● **STATED GOAL**:
Reproduce the listing below without any change.

-.-.-

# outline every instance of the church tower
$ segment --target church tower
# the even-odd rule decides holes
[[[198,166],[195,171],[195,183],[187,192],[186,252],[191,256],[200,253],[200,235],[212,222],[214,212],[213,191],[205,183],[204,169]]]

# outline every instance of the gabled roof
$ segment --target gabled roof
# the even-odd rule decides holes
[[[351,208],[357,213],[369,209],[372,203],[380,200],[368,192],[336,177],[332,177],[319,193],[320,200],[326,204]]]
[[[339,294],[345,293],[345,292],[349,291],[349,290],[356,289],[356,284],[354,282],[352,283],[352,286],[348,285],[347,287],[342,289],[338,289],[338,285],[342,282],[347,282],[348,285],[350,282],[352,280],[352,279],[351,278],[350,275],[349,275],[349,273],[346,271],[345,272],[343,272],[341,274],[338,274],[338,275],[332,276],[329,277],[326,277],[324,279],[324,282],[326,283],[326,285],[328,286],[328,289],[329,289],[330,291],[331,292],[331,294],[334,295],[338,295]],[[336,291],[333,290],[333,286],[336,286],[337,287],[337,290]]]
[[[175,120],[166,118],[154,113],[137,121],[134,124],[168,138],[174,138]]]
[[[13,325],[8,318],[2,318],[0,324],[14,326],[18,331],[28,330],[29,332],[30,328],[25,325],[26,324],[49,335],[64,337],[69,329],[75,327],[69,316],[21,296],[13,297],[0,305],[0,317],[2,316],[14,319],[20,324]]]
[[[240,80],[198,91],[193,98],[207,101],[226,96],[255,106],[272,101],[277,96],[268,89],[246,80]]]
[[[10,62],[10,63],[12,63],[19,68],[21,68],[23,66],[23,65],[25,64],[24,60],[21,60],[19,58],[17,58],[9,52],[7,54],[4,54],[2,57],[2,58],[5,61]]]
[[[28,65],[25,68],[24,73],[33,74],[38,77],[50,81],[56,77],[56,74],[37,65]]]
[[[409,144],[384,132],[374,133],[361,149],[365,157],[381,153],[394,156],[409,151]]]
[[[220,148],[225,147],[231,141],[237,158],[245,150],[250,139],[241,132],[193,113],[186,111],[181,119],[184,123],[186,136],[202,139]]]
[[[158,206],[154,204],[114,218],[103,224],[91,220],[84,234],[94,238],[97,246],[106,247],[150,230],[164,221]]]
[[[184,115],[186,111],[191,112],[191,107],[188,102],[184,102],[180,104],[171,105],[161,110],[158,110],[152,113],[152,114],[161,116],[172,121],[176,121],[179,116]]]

-.-.-

● **PROBLEM SOLUTION**:
# outline every instance of the church tower
$ segment --target church tower
# the even-odd rule decides holes
[[[198,166],[195,171],[195,183],[187,192],[186,252],[191,256],[200,253],[200,235],[212,222],[214,212],[213,191],[205,183],[204,169]]]

# outline every instance of the gabled roof
$ segment --target gabled roof
# the even-odd rule decides holes
[[[351,208],[357,213],[369,209],[372,203],[380,200],[368,192],[336,177],[332,177],[319,193],[320,200],[326,204]]]
[[[339,294],[345,293],[345,292],[349,291],[349,290],[356,289],[356,284],[354,282],[352,283],[352,286],[348,285],[347,287],[342,289],[338,289],[338,285],[342,282],[347,282],[348,285],[350,282],[352,280],[352,279],[351,278],[350,275],[349,275],[349,273],[346,271],[345,272],[343,272],[341,274],[338,274],[338,275],[332,276],[329,277],[326,277],[324,279],[324,282],[326,283],[326,285],[328,286],[328,289],[329,289],[330,291],[331,292],[331,294],[334,295],[338,295]],[[336,291],[333,290],[333,286],[336,286],[337,287],[337,290]]]
[[[175,120],[166,118],[154,113],[137,121],[134,124],[168,138],[174,138]]]
[[[13,325],[8,318],[2,318],[0,324],[14,326],[18,331],[28,330],[29,332],[30,328],[25,325],[26,324],[49,335],[64,337],[69,329],[75,327],[69,316],[21,296],[13,297],[0,305],[0,317],[2,316],[14,319],[20,324]]]
[[[240,80],[198,91],[193,98],[207,101],[226,96],[255,106],[272,101],[277,96],[268,89],[246,80]]]
[[[10,62],[10,63],[12,63],[19,68],[21,68],[23,66],[23,65],[25,64],[24,60],[21,60],[19,58],[17,58],[9,52],[7,54],[4,54],[2,57],[2,58],[5,61]]]
[[[28,65],[25,68],[24,73],[33,74],[38,77],[50,81],[56,77],[56,74],[37,65]]]
[[[409,144],[384,132],[374,133],[361,149],[365,157],[381,153],[394,156],[409,151]]]
[[[220,148],[225,147],[231,141],[237,158],[245,150],[250,139],[241,132],[193,113],[186,111],[181,119],[184,123],[186,136],[202,139]]]
[[[158,206],[154,204],[114,218],[103,224],[91,220],[84,234],[94,238],[97,246],[106,247],[150,230],[164,221]]]
[[[184,115],[186,111],[191,112],[191,107],[188,102],[184,102],[180,104],[171,105],[161,110],[158,110],[152,113],[152,114],[161,116],[172,121],[176,121],[179,116]]]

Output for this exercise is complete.